ACTION ITEM
Without the pictures, set down the records below word for word.

--*--

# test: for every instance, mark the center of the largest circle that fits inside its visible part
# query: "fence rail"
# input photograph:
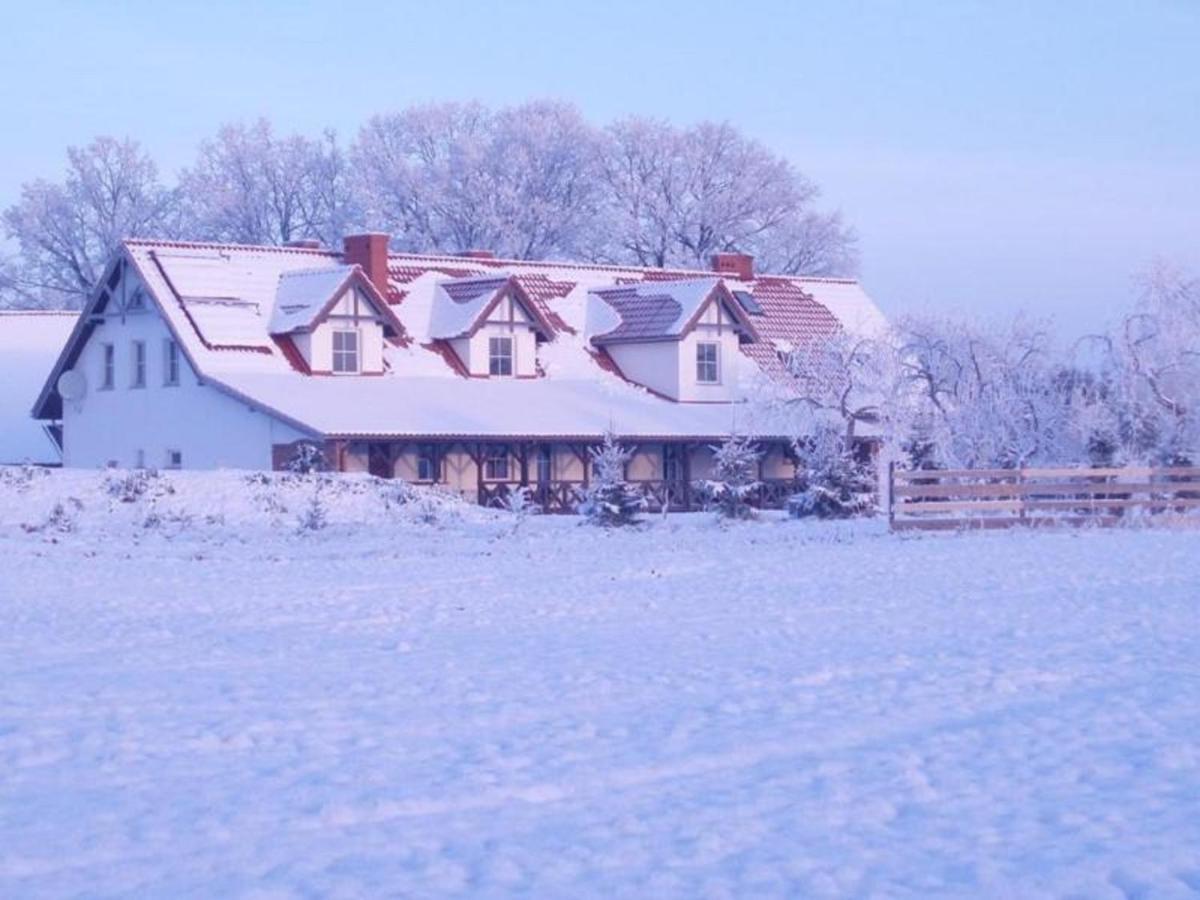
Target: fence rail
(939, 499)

--*--

TASK RESPONSE
# test: for every instance, mark the center of the largest circle that fits inside its visible part
# query: "fence rail"
# input photograph:
Target: fence rail
(939, 499)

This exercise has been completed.